>>>

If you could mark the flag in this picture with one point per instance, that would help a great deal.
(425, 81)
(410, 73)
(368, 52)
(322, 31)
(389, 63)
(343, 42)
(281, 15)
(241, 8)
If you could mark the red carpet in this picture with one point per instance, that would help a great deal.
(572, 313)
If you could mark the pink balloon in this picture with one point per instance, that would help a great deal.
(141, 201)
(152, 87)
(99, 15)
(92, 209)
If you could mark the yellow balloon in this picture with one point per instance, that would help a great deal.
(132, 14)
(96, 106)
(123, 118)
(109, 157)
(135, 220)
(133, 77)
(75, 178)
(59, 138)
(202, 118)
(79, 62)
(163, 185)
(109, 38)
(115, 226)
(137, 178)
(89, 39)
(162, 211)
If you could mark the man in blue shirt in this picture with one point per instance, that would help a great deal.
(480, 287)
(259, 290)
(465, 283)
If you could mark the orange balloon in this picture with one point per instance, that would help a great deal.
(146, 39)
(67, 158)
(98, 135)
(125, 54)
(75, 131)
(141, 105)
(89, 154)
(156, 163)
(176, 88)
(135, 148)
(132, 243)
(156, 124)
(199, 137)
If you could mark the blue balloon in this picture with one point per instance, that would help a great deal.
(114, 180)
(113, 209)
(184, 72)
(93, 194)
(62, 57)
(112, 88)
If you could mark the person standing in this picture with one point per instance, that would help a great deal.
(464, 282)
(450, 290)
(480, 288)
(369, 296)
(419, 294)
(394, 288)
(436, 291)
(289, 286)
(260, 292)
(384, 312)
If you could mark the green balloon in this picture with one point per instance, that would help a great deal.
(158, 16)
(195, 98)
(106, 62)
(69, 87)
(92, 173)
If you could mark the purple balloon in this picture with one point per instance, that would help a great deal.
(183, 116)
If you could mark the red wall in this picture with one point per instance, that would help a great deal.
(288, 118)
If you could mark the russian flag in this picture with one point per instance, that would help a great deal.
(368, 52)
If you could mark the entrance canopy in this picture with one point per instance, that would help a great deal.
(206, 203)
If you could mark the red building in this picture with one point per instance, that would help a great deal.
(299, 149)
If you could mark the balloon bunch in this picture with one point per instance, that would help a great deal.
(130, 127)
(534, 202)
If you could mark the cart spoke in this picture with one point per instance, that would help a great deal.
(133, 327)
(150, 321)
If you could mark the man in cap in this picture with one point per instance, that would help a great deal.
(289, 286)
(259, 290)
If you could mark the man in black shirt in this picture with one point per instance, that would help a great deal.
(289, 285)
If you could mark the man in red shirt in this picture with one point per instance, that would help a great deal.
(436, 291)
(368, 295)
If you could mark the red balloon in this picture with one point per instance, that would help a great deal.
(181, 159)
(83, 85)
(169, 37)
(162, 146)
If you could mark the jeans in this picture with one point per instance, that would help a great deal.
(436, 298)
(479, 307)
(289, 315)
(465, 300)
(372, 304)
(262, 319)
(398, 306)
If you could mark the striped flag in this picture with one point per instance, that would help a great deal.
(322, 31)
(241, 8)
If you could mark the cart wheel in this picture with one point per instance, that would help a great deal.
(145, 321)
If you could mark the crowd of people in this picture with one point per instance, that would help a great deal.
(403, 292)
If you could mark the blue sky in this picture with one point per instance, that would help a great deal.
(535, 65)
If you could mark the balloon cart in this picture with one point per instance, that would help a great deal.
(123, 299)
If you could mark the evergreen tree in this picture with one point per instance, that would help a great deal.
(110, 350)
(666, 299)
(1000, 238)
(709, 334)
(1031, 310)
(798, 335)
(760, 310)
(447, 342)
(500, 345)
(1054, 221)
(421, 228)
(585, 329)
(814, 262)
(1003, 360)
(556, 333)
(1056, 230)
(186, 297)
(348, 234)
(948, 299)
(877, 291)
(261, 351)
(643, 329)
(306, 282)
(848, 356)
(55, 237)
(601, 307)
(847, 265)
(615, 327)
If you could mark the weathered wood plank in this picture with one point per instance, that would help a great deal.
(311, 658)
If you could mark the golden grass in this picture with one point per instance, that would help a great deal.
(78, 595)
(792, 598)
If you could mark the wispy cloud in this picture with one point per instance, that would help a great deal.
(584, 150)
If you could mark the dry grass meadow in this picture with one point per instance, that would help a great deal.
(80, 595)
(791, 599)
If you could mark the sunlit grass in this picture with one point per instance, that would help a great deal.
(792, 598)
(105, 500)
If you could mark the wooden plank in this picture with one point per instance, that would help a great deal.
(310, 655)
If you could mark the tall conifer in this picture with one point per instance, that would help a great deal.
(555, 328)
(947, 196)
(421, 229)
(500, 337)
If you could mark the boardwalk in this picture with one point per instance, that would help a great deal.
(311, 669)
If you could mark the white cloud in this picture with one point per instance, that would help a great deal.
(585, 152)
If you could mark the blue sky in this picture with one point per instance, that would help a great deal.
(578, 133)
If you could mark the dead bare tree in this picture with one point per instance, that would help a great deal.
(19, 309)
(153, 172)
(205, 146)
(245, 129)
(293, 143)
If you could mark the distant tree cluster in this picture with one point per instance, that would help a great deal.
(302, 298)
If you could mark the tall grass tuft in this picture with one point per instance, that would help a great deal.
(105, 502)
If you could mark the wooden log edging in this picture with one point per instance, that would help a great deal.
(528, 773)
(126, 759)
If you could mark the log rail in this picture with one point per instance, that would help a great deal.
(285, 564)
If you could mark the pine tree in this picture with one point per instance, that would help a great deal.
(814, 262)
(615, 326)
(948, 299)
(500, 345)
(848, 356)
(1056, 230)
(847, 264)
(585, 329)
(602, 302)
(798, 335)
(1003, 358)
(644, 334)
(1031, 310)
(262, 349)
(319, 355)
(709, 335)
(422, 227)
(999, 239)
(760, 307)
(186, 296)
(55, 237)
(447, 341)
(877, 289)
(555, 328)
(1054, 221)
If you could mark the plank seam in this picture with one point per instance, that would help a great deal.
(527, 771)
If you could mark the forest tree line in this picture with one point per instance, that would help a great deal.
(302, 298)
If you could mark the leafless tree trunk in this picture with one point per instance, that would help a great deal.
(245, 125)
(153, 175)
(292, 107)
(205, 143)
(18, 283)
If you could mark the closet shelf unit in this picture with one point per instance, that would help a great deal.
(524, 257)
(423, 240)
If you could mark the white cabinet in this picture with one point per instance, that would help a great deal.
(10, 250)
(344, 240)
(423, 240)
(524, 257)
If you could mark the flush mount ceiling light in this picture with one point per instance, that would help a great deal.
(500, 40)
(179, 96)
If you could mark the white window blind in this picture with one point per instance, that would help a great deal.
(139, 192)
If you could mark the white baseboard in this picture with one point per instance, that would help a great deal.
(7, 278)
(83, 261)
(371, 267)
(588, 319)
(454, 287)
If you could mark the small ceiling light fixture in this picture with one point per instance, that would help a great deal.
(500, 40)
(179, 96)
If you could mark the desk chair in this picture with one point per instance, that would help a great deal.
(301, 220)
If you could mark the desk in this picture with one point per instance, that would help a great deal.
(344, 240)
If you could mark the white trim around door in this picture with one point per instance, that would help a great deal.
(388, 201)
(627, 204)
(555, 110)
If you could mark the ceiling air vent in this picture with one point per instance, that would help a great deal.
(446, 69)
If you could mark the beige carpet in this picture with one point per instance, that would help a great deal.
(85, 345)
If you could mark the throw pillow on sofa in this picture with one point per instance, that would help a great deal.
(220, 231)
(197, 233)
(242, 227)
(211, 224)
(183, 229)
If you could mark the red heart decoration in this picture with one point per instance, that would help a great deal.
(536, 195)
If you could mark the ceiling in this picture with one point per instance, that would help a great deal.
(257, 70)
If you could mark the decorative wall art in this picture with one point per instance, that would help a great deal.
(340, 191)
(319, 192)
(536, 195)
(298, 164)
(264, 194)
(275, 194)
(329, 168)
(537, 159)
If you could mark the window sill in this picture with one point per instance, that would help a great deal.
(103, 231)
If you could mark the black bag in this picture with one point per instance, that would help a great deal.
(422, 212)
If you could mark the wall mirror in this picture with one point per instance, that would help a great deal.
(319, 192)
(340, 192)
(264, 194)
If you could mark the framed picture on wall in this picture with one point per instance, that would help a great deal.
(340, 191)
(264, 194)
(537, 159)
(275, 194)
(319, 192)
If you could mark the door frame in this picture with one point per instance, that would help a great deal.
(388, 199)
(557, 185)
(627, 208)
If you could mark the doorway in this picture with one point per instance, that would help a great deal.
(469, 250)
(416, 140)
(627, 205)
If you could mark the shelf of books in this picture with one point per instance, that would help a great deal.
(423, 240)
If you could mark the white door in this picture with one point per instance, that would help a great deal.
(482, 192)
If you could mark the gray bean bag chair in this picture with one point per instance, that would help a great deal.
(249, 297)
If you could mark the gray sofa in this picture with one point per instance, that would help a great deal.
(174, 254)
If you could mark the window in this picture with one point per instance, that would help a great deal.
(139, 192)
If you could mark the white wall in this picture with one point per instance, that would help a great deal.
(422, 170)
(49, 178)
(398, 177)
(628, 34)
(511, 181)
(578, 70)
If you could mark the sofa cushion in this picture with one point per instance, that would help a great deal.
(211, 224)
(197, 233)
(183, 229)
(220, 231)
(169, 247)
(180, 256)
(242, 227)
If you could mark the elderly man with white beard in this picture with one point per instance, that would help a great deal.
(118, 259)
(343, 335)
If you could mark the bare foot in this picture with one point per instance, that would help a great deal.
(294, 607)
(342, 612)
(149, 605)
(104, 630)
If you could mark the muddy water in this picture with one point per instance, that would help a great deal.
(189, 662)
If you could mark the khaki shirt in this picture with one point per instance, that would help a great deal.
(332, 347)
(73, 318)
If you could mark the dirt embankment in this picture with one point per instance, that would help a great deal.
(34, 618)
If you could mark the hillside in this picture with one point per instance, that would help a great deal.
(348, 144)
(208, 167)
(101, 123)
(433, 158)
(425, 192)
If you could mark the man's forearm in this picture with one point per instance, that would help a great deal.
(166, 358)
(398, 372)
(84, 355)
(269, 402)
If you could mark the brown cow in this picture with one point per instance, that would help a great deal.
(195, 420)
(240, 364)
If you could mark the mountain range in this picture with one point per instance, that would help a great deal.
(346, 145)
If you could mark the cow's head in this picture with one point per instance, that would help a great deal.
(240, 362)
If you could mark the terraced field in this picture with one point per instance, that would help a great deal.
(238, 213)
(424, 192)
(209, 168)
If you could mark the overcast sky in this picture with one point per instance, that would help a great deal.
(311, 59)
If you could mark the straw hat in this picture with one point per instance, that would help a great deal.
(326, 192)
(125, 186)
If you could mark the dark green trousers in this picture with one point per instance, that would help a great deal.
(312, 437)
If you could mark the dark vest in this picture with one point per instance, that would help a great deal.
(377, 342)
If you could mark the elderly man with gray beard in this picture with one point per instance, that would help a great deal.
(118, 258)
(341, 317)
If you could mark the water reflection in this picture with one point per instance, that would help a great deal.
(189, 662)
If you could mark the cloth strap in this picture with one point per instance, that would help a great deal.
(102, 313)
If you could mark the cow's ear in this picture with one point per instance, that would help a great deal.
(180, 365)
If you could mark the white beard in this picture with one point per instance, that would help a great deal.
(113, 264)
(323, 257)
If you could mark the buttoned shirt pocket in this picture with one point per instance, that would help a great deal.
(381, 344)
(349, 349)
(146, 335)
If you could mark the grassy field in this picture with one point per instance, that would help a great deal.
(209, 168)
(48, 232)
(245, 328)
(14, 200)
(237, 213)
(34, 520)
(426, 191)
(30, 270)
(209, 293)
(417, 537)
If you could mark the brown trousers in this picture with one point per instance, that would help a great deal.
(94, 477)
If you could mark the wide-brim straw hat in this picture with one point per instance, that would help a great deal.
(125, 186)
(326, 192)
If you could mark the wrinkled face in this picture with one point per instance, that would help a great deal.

<<<

→ TASK ITEM
Produce exactly the lines from the one containing "If you could mark the brown trousers" through the final line of the records above, both included, and no others.

→ RESPONSE
If you could mark the brown trousers in this picture with one point per instance, that would help a great deal.
(94, 477)
If you could mark the wide-brim straw hat in this picture with one point per instance, that would help a great deal.
(125, 186)
(326, 192)
If you could mark the wrinkled face in this picture with one point per instance, that would help a great deal.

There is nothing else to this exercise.